(Pointing dataset records)
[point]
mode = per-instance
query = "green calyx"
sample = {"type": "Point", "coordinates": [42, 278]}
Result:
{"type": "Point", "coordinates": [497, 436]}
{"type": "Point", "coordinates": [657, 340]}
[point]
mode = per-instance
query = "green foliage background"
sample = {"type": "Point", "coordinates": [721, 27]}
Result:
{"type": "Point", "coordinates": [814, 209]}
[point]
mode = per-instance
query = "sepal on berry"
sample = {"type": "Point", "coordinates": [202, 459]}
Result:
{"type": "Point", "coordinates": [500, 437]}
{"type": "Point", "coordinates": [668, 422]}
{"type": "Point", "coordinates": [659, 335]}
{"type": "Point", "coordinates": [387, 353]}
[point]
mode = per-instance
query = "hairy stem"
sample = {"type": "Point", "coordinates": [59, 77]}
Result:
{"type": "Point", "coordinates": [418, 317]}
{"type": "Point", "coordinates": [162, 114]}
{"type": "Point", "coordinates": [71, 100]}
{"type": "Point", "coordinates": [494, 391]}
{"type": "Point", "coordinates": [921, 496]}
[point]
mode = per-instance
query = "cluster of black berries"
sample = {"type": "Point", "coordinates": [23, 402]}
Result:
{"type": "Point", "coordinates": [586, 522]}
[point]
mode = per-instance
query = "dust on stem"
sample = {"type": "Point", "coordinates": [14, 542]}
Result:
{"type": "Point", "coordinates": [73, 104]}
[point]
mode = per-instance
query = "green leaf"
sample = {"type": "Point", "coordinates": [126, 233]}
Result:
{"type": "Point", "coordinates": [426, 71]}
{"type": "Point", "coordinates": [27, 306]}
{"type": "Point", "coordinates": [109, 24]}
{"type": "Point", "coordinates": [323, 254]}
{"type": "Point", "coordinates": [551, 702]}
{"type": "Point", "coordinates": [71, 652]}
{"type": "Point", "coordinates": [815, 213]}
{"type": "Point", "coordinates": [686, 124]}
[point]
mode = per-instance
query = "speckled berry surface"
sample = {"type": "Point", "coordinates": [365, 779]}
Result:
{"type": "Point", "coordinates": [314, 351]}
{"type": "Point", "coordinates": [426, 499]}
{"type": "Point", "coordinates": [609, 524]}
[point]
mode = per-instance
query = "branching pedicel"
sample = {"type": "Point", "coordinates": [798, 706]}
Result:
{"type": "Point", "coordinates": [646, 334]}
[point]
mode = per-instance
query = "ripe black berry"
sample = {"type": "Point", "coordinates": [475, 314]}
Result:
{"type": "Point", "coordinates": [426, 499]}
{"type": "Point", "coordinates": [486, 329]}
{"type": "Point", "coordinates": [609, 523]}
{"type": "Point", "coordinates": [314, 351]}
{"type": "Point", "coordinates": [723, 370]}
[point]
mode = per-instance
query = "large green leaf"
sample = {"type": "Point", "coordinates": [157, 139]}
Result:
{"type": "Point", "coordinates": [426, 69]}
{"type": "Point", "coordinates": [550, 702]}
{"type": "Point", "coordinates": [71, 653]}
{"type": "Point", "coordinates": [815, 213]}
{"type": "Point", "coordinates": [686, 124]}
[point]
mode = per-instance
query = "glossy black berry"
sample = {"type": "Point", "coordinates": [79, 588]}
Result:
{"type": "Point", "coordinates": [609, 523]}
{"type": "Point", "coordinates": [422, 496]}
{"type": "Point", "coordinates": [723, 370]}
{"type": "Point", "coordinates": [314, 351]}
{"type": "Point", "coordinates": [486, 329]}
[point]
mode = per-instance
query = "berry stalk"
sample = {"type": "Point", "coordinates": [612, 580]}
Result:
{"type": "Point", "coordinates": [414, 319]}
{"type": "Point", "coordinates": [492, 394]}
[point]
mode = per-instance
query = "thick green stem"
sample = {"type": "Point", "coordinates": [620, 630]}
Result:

▸ Stated goal: Write out all of the records once more, exactly.

▸ Result:
[point]
mode = per-instance
query = "green calyx"
sample = {"type": "Point", "coordinates": [42, 278]}
Result:
{"type": "Point", "coordinates": [497, 436]}
{"type": "Point", "coordinates": [657, 340]}
[point]
mode = per-instance
query = "green foliage background"
sample = {"type": "Point", "coordinates": [721, 27]}
Result:
{"type": "Point", "coordinates": [814, 209]}
[point]
mode = per-instance
query = "sepal on berry"
sample = {"type": "Point", "coordinates": [202, 459]}
Result:
{"type": "Point", "coordinates": [500, 437]}
{"type": "Point", "coordinates": [668, 422]}
{"type": "Point", "coordinates": [659, 335]}
{"type": "Point", "coordinates": [387, 353]}
[point]
mode = per-instance
query = "hairy stem"
sample = {"type": "Point", "coordinates": [59, 77]}
Result:
{"type": "Point", "coordinates": [418, 317]}
{"type": "Point", "coordinates": [162, 114]}
{"type": "Point", "coordinates": [71, 100]}
{"type": "Point", "coordinates": [494, 391]}
{"type": "Point", "coordinates": [921, 496]}
[point]
mode = per-instance
query = "cluster of black berries"
sample = {"type": "Point", "coordinates": [23, 402]}
Result:
{"type": "Point", "coordinates": [586, 522]}
[point]
mode = per-instance
query = "dust on stem"
sample = {"type": "Point", "coordinates": [14, 542]}
Result:
{"type": "Point", "coordinates": [73, 104]}
[point]
mode = per-instance
query = "green leaf"
sample = {"type": "Point", "coordinates": [126, 233]}
Result:
{"type": "Point", "coordinates": [426, 71]}
{"type": "Point", "coordinates": [27, 306]}
{"type": "Point", "coordinates": [109, 24]}
{"type": "Point", "coordinates": [323, 254]}
{"type": "Point", "coordinates": [551, 702]}
{"type": "Point", "coordinates": [71, 652]}
{"type": "Point", "coordinates": [815, 213]}
{"type": "Point", "coordinates": [686, 124]}
[point]
mode = per-instance
query = "speckled berry surface"
sample = {"type": "Point", "coordinates": [365, 779]}
Result:
{"type": "Point", "coordinates": [314, 351]}
{"type": "Point", "coordinates": [426, 499]}
{"type": "Point", "coordinates": [609, 524]}
[point]
mode = per-instance
query = "branching pedicel"
sample = {"type": "Point", "coordinates": [798, 706]}
Result:
{"type": "Point", "coordinates": [646, 334]}
[point]
mode = per-instance
query = "ripe black berry"
sample = {"type": "Point", "coordinates": [475, 314]}
Result:
{"type": "Point", "coordinates": [426, 499]}
{"type": "Point", "coordinates": [486, 329]}
{"type": "Point", "coordinates": [609, 523]}
{"type": "Point", "coordinates": [314, 351]}
{"type": "Point", "coordinates": [723, 370]}
[point]
mode = per-instance
query = "large green leaf"
sample = {"type": "Point", "coordinates": [157, 139]}
Result:
{"type": "Point", "coordinates": [426, 69]}
{"type": "Point", "coordinates": [550, 702]}
{"type": "Point", "coordinates": [71, 653]}
{"type": "Point", "coordinates": [815, 213]}
{"type": "Point", "coordinates": [686, 124]}
[point]
mode = per-instance
query = "glossy black berry"
sample = {"type": "Point", "coordinates": [79, 588]}
Result:
{"type": "Point", "coordinates": [609, 523]}
{"type": "Point", "coordinates": [422, 496]}
{"type": "Point", "coordinates": [723, 370]}
{"type": "Point", "coordinates": [314, 351]}
{"type": "Point", "coordinates": [486, 329]}
[point]
mode = per-instance
query = "berry stalk"
sample = {"type": "Point", "coordinates": [612, 580]}
Result:
{"type": "Point", "coordinates": [414, 319]}
{"type": "Point", "coordinates": [492, 394]}
[point]
mode = per-instance
query = "thick green stem"
sample = {"type": "Point", "coordinates": [620, 630]}
Result:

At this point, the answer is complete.